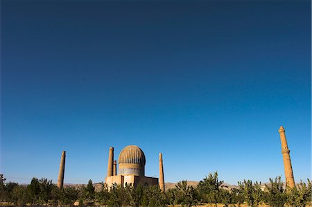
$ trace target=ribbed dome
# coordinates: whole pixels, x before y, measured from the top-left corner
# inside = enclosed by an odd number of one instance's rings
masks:
[[[119,154],[118,163],[138,163],[145,165],[145,155],[136,145],[128,145]]]

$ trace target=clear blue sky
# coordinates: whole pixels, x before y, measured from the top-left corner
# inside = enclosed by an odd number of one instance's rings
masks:
[[[1,1],[1,172],[103,181],[139,145],[146,174],[236,184],[311,178],[310,1]]]

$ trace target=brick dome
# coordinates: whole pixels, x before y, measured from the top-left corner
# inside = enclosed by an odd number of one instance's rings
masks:
[[[128,145],[119,154],[118,163],[133,163],[145,165],[144,152],[136,145]]]

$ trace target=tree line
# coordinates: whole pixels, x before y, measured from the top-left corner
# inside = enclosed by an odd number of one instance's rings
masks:
[[[281,177],[270,179],[263,188],[261,183],[244,180],[238,183],[238,188],[227,189],[222,186],[218,173],[209,173],[197,187],[182,181],[175,188],[162,192],[159,186],[136,188],[125,185],[114,185],[109,189],[102,183],[100,190],[95,190],[92,181],[87,186],[67,186],[58,188],[51,180],[33,178],[28,186],[16,183],[6,183],[2,174],[0,179],[0,201],[2,205],[15,206],[193,206],[210,204],[217,206],[248,206],[267,204],[273,207],[306,206],[311,201],[312,183],[300,181],[295,188],[284,187]]]

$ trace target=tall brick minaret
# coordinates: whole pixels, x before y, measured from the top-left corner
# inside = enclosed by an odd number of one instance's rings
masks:
[[[108,165],[107,165],[107,176],[113,176],[114,174],[114,147],[110,147],[110,153],[108,154]]]
[[[164,165],[162,164],[162,153],[159,153],[159,188],[164,191]]]
[[[65,172],[66,151],[62,152],[61,162],[60,163],[60,172],[58,173],[58,187],[62,188],[64,185],[64,174]]]
[[[283,126],[279,127],[279,133],[281,137],[281,154],[283,154],[286,186],[293,188],[295,187],[295,179],[293,179],[293,168],[291,167],[291,156],[289,154],[291,150],[289,150],[288,146],[287,145],[285,129]]]

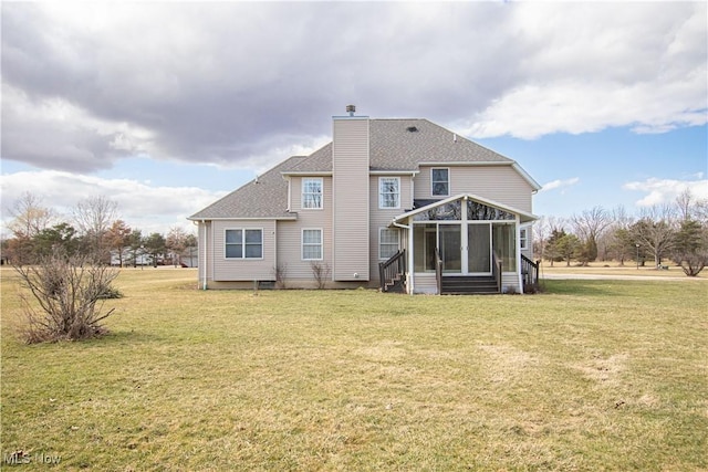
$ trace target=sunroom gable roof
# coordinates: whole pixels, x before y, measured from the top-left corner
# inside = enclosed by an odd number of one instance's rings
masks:
[[[518,208],[509,207],[508,204],[499,203],[498,201],[494,201],[494,200],[489,200],[489,199],[480,197],[478,195],[458,193],[456,196],[448,197],[446,199],[438,200],[436,202],[433,202],[433,203],[426,204],[424,207],[416,208],[415,210],[410,210],[410,211],[407,211],[407,212],[405,212],[403,214],[399,214],[399,216],[397,216],[397,217],[395,217],[393,219],[392,223],[403,223],[404,220],[407,220],[408,218],[415,217],[416,214],[429,211],[429,210],[431,210],[434,208],[441,207],[444,204],[450,203],[450,202],[456,201],[456,200],[465,200],[465,201],[472,200],[472,201],[476,201],[478,203],[486,204],[488,207],[498,208],[498,209],[503,210],[503,211],[506,211],[508,213],[518,214],[519,216],[519,220],[522,223],[530,222],[530,221],[535,221],[535,220],[539,219],[539,217],[537,217],[533,213],[529,213],[528,211],[519,210]]]

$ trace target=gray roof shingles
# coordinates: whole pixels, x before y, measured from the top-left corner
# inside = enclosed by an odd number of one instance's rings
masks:
[[[293,156],[251,180],[226,197],[215,201],[190,220],[212,220],[227,218],[295,218],[287,211],[288,182],[282,172],[296,167],[306,157]]]
[[[513,164],[427,119],[371,119],[371,170],[416,171],[420,162]],[[228,218],[296,218],[288,212],[288,182],[283,174],[332,171],[332,143],[310,156],[294,156],[189,217],[190,220]]]

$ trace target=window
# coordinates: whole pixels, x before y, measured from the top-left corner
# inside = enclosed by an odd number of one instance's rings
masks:
[[[528,238],[527,238],[527,229],[521,228],[519,230],[519,243],[521,244],[521,250],[528,249]]]
[[[302,179],[302,208],[322,208],[322,179]]]
[[[322,230],[302,230],[302,260],[322,260]]]
[[[262,259],[263,230],[226,230],[227,259]]]
[[[433,183],[433,195],[448,197],[450,195],[449,169],[430,169],[430,181]]]
[[[378,179],[378,208],[400,208],[400,178]]]
[[[391,228],[378,230],[378,259],[388,259],[398,252],[398,231]]]

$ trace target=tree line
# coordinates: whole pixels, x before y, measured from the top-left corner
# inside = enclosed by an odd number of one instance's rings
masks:
[[[554,262],[629,262],[656,269],[679,265],[695,276],[708,264],[708,200],[688,190],[668,204],[629,216],[623,207],[594,207],[569,219],[543,217],[533,225],[537,259]]]
[[[117,202],[90,197],[69,214],[59,214],[42,200],[23,193],[8,209],[11,235],[2,239],[2,262],[15,266],[33,264],[61,250],[69,255],[90,256],[93,262],[119,266],[196,265],[197,237],[179,227],[167,234],[131,228],[118,216]]]

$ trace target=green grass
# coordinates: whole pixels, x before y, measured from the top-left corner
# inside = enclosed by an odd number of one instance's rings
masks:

What the task asks
Will you set down the records word for word while leaving out every picture?

Written answer
$ trace target=ribbed dome
# coordinates: whole pixels, x before y, measured from the top-left corner
# inside = enclosed by an odd number of one instance's rings
masks:
[[[119,154],[118,163],[138,163],[145,165],[145,155],[136,145],[128,145]]]

$ trace target=clear blue sky
# coordinates: whole pixels, x before y, measured from the top-left corner
# inside = enclosed by an odd number of one instance's rings
masks:
[[[1,1],[1,172],[103,181],[139,145],[146,174],[236,184],[311,178],[310,1]]]

$ trace target=brick dome
# coordinates: whole pixels, x before y, measured from the top-left corner
# inside = enclosed by an odd number of one instance's rings
masks:
[[[128,145],[119,154],[118,163],[133,163],[145,165],[144,152],[136,145]]]

$ trace target=tree line
# coordinates: whole pixels, x before y, measured from the top-left corner
# inside = enclosed by an odd number of one instance's rings
masks:
[[[281,177],[270,179],[263,188],[261,183],[244,180],[238,183],[238,188],[227,189],[222,186],[218,173],[209,173],[197,187],[182,181],[175,188],[162,192],[159,186],[136,188],[125,185],[114,185],[109,189],[102,183],[100,190],[95,190],[92,181],[87,186],[67,186],[58,188],[51,180],[33,178],[28,186],[16,183],[6,183],[2,174],[0,179],[0,201],[2,205],[15,206],[193,206],[210,204],[217,206],[248,206],[267,204],[273,207],[306,206],[311,201],[312,183],[300,181],[295,188],[284,187]]]

$ trace target=tall brick minaret
# coordinates: whole pixels, x before y, measured from the top-left corner
# inside = enclosed by an odd number of one instance's rings
masks:
[[[108,165],[107,165],[107,176],[113,176],[114,174],[114,147],[110,147],[110,153],[108,154]]]
[[[164,165],[162,164],[162,153],[159,153],[159,188],[164,191]]]
[[[65,172],[66,151],[62,152],[61,162],[60,163],[60,172],[58,173],[58,187],[62,188],[64,185],[64,174]]]
[[[283,126],[279,127],[279,133],[281,137],[281,154],[283,154],[286,186],[293,188],[295,187],[295,179],[293,179],[293,168],[291,167],[291,156],[289,154],[291,150],[289,150],[288,146],[287,145],[285,129]]]

$ trace target=sunroom gable roof
# coordinates: whole pixels, x before y, measured from the top-left corner
# inside = enclosed by an odd number of one instance's rings
masks:
[[[518,208],[509,207],[508,204],[499,203],[498,201],[494,201],[494,200],[489,200],[489,199],[480,197],[478,195],[458,193],[456,196],[448,197],[446,199],[438,200],[436,202],[433,202],[433,203],[426,204],[424,207],[416,208],[415,210],[410,210],[410,211],[407,211],[407,212],[405,212],[403,214],[399,214],[399,216],[397,216],[397,217],[395,217],[393,219],[392,223],[403,223],[404,220],[407,220],[408,218],[415,217],[416,214],[429,211],[429,210],[431,210],[434,208],[441,207],[444,204],[450,203],[450,202],[456,201],[456,200],[465,200],[465,201],[472,200],[472,201],[476,201],[478,203],[486,204],[488,207],[498,208],[498,209],[503,210],[503,211],[506,211],[508,213],[518,214],[519,216],[519,220],[522,223],[530,222],[530,221],[535,221],[535,220],[539,219],[539,217],[537,217],[533,213],[529,213],[528,211],[519,210]]]

$ trace target=gray roof shingles
# coordinates: whole pixels, x before y, measured from the top-left corner
# inside = enclosed by an odd number of one instance's rings
masks:
[[[293,156],[251,180],[226,197],[215,201],[190,220],[212,220],[227,218],[295,218],[287,211],[288,182],[282,172],[296,167],[306,157]]]
[[[513,164],[427,119],[371,119],[371,170],[416,171],[420,162]],[[228,218],[296,218],[288,212],[288,182],[283,174],[332,171],[332,143],[310,156],[294,156],[189,217],[190,220]]]

$ trace target=window
# coordinates: whole pixels, x before y, measured from the top-left corner
# inside = enclosed by an odd number of one instance's rings
masks:
[[[528,238],[527,238],[527,229],[521,228],[519,230],[519,243],[521,244],[521,250],[528,249]]]
[[[302,179],[302,208],[322,208],[322,179]]]
[[[322,230],[302,230],[302,260],[322,260]]]
[[[262,259],[263,230],[226,230],[227,259]]]
[[[433,183],[433,195],[448,197],[450,195],[449,169],[430,169],[430,181]]]
[[[378,179],[378,208],[400,208],[400,178]]]
[[[391,228],[378,230],[378,259],[388,259],[398,252],[398,231]]]

$ trace target=tree line
# coordinates: whole pixels, x before y, measured from the top-left corner
# inside = enclosed by an odd number of one instance's rings
masks:
[[[554,262],[629,262],[656,269],[679,265],[695,276],[708,264],[708,200],[688,190],[668,204],[629,216],[623,207],[594,207],[569,219],[543,217],[533,225],[537,259]]]
[[[117,202],[90,197],[69,214],[59,214],[42,200],[23,193],[8,209],[11,235],[2,239],[2,262],[15,266],[33,264],[61,250],[69,255],[90,256],[93,262],[119,266],[196,265],[197,237],[179,227],[167,234],[131,228],[118,216]]]

$ trace target=green grass
# coordinates: whole pixels, x before y, measured from the top-left corner
# inside = enclosed by an odd number of one instance's rings
masks:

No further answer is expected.